### Input material
----

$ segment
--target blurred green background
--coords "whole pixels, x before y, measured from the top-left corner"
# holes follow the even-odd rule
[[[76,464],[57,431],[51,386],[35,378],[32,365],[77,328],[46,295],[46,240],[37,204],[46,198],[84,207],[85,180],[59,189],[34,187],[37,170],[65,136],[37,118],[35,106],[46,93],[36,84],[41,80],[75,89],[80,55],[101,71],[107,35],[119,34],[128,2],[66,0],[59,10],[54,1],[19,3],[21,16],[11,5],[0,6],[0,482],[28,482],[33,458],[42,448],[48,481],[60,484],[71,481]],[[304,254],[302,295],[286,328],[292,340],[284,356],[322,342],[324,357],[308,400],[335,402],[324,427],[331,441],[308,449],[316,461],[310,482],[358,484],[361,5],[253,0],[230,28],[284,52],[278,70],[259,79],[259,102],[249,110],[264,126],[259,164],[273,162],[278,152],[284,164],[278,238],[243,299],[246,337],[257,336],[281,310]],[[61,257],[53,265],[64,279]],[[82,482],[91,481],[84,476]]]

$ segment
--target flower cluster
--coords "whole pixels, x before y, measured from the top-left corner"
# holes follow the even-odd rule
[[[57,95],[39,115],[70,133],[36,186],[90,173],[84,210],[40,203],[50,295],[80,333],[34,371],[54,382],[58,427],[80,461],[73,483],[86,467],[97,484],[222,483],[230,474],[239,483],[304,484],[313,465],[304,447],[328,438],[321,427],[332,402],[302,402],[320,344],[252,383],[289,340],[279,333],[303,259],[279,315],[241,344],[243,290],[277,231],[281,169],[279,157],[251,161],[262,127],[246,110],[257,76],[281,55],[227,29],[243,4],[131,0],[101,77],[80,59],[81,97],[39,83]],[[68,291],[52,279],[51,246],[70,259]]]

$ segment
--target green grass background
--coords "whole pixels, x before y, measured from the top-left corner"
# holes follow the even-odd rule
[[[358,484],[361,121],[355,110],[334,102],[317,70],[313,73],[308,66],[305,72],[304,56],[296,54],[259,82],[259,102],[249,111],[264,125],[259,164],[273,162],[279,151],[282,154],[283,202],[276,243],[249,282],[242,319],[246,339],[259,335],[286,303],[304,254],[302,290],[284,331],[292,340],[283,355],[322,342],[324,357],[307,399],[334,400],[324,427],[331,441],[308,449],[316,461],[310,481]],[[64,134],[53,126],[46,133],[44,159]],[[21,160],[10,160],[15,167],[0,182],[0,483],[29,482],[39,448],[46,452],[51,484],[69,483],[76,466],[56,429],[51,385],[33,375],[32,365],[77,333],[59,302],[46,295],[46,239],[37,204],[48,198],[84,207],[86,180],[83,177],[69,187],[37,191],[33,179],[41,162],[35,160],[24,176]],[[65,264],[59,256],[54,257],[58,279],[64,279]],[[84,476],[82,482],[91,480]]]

----

### Given request
Pick out every line of the records that contains the string "background" and copy those lines.

### Solution
--target blurred green background
--target green grass background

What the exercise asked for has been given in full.